• 提示文:

今回お伝えしたいのは↑のような内容である。ただ、ここで述べたいのは
苦しんだ先に→必ず良いことが待っている
という綺麗事ではなく、
適切に苦しんだ先に→必ず良いことが待っている
という機械的で幾分冷たくさえ感じられる現実の方である。
 
私達は、学校、時には家庭等で、以下のような価値観のシャワーを浴びながら大人になっていく。
「苦しみを耐え抜いた先には必ず良いことが待っている」
「地道な努力はいつしか実を結ぶ」
「真面目であることはきっと報われる」
大人の言うことを聞く者は将来立派になる
「止まない雨はない/明けない夜はない」

私は、これらの価値観が全く間違っていると断じるつもりはない。ただ、これらは以下のような正しい形で言い直した方が余程適切であると思われてならない。
適切な苦しみを耐え抜いた先には必ず良いことが待っている」
正しい方向で行われた地道な努力はいつしか実を結ぶ」
結果を出そうと真面目であることはきっと報われる」
「大人の言うことを自らの頭で取捨選択して聞く者は将来立派になる」
適切に物事に対処しさえすれば止まない雨はない/明けない夜はない

学生時代に頻繁に教育されるこれらの価値観であるが、太字で示した部分が省略されていることを見抜けず、ただ盲目的に教科書通りの指針に従っていたのでは、助かるものも助からなくなってしまう(ないし、助けられるものも助けられなくなってしまう)ので、注意が必要である。
良い例なのが“ウサギとカメ”のカメである。カメはかけっこにおいてウサギには勝てない。勝てるわけがない。にも関わらず、「地道な努力はいつしか実を結ぶ」ことを妄信して努力を続けてしまえば、それだけカメの貴重な時間を無駄にしてしまう。それだけならまだ良いが、「ウサギに勝てないのは自分の努力不足の結果だ」という誤った解釈は、カメの視野を極端に狭めてしまう恐れもある。こうなるとカメはより不幸になる。カメは「不足している努力」を埋めようと一生懸命頑張る。するとその間、「かけっこが速いこと」以外の価値に目が行かなくなってしまう。世の中には「かけっこが速いこと」以外にも、「素早く泳げること」「長生きできること」といった数多の価値あるものが存在する。しかしカメには「努力によってウサギに勝てる」という誤った信念により、それらの価値がすっかり見えなくなってしまう。そうして「地道な努力を続けていつかウサギに勝つ」という実現不可能な夢を、脇目も振らずいつまでも追い続けることになってしまうわけである。
カメは、「正しい方向で」地道な努力を積まねばならない。カメにとって、「かけっこで速くなる方向」で為される努力は全く誤った努力である。カメは自分の特性に合った方向で努力を積む必要がある。カメにはカメの良いところがある。折角“カメ”に生まれてきたならば、「どうしたらもっと速く泳げるようになるか」とか、「どうしたらいつまでも元気で長生きできるか」といった方向で人生を輝かす努力を積むほうが余程正しく有意義である。

• 課題 1: 努力と苦しみについての文章で、私達が学校や家庭で浴びながら大人になるとされる価値観を、言い直す前の形ですべて書き出しなさい。
• 課題 2: 努力と苦しみについての文章を、最後の文の後から書き継ぎなさい。

[保存済みの項目]
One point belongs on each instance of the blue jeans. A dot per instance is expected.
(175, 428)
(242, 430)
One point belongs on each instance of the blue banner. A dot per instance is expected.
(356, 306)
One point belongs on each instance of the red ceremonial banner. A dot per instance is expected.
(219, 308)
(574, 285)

• 模範解答 1:
・苦しみを耐え抜いた先には必ず良いことが待っている
・地道な努力はいつしか実を結ぶ
・真面目であることはきっと報われる
・大人の言うことを聞く者は将来立派になる
・止まない雨はない/明けない夜はない

• 模範解答 2:
さて、過去に、“カメ”に生まれてきたくせして必死になって“ウサギ”にかけっこで勝とうとした私はどうなったか。見事に社会からドロップアウトしかけた。しかし、自らが“カメ”であることをきちんと自覚し、“ウサギ”に勝とうとせず“カメ”らしく生きることに決めた今はどうなっているか。ウサギと戦っていた時期より、何倍もの平穏な日々を送れている。これは非常に素晴らしいことである。なにも「ウサギなら勝ち組、カメなら負け組」ということは決してないのである。過度の無理を強いられることなく、自分らしく生きられている、ということの方が、「ウサギに勝つ」ことよりもずっと大切なのである。
 
ここまで語ったところで、同様に「苦しみ」についても考えていきたい。本記事のテーマである。
「苦しみを耐え抜いた先には必ず良いことが待っている」といった文言にも、実は省略されている形容詞の存在していることをお知らせしなければならない。先の文言であるが、正しくは
適切な苦しみを耐え抜いた先には必ず良いことが待っている」
である。これは書いている本人さえ嫌気が差すほどの冷厳な現実なのであるが、ただ「苦しみに耐えている」ことだけでは、事態が改善に向かわないことが世の中には沢山存在するわけである。
何故事態が改善していかないのか。
それは、その人の抱える苦しみの中身が“適切な”苦しみでないからなのである。苦しいことも、誤った苦しみ方をしていると、苦しむ期間が長引くどころか、一向に苦しみが軽減されていかないのである。
従って私は、今を苦しんでいる方々には出来る限り、それが果たして“適切な”苦しみかどうかを各々が内省してくれたらなと考えているわけである。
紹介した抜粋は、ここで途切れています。